* **PROBLEM**:
Return the exact lines spanning from the line with "Exercise. Point out the white cloud" through the last line of the entries, boundaries included, and no others.

* **ENTRIES SHOWN**:
•••••
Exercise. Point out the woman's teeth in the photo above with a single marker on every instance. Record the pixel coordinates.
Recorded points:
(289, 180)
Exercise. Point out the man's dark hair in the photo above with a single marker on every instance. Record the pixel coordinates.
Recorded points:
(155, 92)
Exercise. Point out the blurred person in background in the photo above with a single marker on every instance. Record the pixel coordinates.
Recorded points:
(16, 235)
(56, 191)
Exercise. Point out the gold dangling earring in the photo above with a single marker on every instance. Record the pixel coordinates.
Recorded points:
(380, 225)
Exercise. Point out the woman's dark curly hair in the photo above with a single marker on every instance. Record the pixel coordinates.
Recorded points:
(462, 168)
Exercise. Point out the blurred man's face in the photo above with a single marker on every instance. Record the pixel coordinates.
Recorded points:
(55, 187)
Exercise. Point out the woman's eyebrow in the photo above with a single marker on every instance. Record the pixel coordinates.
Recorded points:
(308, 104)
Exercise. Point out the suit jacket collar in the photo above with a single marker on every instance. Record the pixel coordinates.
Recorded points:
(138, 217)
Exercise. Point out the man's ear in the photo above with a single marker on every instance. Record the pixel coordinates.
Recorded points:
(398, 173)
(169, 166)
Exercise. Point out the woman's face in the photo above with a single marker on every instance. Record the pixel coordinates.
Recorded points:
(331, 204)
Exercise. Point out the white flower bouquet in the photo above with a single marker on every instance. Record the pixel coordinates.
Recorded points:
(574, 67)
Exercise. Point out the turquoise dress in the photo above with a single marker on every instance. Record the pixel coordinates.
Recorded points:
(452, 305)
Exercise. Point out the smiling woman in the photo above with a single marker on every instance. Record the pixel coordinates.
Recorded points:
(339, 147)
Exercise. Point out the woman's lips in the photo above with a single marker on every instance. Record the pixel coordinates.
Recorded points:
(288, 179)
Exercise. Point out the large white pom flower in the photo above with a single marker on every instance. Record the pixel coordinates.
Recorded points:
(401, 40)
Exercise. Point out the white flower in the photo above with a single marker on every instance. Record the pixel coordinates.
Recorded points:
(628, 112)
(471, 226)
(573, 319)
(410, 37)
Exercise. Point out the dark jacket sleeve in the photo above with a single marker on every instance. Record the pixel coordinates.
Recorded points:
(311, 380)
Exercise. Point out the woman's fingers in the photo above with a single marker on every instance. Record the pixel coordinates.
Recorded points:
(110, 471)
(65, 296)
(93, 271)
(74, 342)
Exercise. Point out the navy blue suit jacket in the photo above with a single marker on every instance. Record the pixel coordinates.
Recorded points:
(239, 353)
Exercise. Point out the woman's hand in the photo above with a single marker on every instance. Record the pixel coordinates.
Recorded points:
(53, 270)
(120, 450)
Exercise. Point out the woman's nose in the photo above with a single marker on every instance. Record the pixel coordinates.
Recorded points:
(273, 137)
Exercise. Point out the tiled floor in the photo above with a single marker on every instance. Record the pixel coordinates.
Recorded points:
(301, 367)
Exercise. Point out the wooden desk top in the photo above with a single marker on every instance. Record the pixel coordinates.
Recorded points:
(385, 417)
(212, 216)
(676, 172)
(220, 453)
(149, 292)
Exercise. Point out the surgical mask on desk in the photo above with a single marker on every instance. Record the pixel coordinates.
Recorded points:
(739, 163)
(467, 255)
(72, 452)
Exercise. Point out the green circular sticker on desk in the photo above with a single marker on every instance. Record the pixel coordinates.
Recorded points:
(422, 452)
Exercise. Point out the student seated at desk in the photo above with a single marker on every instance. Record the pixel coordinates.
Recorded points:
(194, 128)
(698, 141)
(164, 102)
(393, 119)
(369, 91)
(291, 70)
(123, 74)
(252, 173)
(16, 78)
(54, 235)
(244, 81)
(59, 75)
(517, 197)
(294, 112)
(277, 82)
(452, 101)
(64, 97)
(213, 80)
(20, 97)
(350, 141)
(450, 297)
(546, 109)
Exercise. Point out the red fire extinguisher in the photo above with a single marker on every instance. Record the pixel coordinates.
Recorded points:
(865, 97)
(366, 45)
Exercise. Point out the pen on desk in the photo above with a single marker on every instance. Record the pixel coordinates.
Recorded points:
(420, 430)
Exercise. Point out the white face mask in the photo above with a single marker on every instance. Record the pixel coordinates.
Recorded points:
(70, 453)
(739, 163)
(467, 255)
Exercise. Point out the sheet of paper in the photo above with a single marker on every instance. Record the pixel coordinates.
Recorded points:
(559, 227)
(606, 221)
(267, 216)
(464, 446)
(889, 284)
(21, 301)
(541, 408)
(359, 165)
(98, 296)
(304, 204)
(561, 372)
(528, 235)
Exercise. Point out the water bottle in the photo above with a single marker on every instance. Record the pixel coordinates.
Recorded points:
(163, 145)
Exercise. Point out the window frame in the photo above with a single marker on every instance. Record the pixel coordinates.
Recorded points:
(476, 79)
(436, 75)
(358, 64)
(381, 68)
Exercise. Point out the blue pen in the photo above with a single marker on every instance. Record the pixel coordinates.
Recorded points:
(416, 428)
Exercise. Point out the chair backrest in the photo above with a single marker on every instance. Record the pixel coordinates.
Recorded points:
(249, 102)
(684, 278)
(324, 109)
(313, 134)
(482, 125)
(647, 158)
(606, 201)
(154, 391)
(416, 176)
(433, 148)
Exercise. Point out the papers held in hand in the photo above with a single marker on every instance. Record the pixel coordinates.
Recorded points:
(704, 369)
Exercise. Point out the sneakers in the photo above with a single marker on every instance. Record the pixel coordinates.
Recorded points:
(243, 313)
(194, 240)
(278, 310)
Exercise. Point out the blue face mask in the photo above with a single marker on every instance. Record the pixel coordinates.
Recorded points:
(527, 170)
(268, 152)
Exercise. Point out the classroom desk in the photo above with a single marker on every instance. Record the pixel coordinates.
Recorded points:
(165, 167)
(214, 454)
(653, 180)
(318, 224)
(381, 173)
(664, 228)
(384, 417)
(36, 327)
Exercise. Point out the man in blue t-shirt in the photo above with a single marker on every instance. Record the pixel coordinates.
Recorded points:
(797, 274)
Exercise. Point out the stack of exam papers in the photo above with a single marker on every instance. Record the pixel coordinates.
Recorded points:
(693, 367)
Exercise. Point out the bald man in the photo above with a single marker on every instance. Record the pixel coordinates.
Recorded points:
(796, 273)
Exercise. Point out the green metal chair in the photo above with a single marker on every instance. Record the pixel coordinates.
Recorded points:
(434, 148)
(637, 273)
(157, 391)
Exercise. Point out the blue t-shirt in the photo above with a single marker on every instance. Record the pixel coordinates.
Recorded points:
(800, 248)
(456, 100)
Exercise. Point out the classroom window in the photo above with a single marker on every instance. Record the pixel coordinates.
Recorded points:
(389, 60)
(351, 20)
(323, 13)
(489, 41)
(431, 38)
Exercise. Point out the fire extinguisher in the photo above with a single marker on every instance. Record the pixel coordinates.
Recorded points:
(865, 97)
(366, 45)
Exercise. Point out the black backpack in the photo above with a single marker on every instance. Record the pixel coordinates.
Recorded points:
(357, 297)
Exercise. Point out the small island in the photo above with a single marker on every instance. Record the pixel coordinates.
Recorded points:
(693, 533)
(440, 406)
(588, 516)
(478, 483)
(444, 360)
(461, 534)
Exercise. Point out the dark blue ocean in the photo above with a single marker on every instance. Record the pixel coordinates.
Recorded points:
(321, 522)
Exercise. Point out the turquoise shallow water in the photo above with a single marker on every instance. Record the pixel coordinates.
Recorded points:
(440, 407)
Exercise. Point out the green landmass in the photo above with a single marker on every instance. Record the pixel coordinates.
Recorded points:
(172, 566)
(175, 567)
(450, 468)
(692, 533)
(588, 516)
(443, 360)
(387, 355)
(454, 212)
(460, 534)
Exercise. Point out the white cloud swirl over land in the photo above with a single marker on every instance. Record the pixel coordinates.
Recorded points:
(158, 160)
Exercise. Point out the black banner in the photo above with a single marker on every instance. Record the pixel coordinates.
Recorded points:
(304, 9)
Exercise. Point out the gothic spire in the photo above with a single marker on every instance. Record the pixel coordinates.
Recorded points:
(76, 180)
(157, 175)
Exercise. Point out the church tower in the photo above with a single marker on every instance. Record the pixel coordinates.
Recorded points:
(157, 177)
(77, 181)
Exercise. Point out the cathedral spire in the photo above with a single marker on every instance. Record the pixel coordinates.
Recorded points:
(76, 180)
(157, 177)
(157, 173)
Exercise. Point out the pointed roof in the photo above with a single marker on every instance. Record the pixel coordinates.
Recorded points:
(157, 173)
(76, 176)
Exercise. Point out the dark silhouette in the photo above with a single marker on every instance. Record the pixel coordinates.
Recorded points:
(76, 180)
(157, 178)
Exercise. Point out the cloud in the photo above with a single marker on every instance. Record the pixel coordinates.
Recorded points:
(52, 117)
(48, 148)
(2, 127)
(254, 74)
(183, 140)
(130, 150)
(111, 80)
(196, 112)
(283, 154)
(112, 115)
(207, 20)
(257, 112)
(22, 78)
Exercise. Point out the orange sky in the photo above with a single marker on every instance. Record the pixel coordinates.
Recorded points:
•••••
* **ANSWER IN FULL**:
Exercise. Point out the white cloud swirl over land in the photo above with a single marker on every instance. Record the pixel coordinates.
Recorded points:
(158, 160)
Exercise. Point out the black banner in the photo above with a single marker on every instance. Record the pixel coordinates.
Recorded points:
(304, 9)
Exercise. Point out the gothic spire in the photo above with a single marker on every instance. Record the pixel coordinates.
Recorded points:
(76, 180)
(157, 175)
Exercise. Point out the church tower in the photo above with a single marker on every instance. Record the pixel coordinates.
Recorded points:
(157, 177)
(77, 181)
Exercise. Point out the cathedral spire in the photo above with a single marker on every instance. Record the pixel coordinates.
Recorded points:
(76, 180)
(157, 177)
(157, 173)
Exercise. Point out the pointed roof in the photo above with a single marker on every instance. Record the pixel coordinates.
Recorded points:
(157, 173)
(76, 176)
Exercise. Point out the dark silhouette in the photo above with a single marker on every instance. Record the pixel coordinates.
Recorded points:
(76, 180)
(157, 178)
Exercise. Point out the cloud in the photo above with a single marker on every instance. Record the pixel coordinates.
Recorded points:
(52, 117)
(48, 148)
(2, 127)
(254, 74)
(183, 140)
(130, 150)
(111, 80)
(196, 112)
(283, 154)
(112, 115)
(207, 20)
(257, 112)
(22, 78)
Exercise. Point out the orange sky in the photo above with a single marker on every instance. Record the pixel coordinates.
Recorded points:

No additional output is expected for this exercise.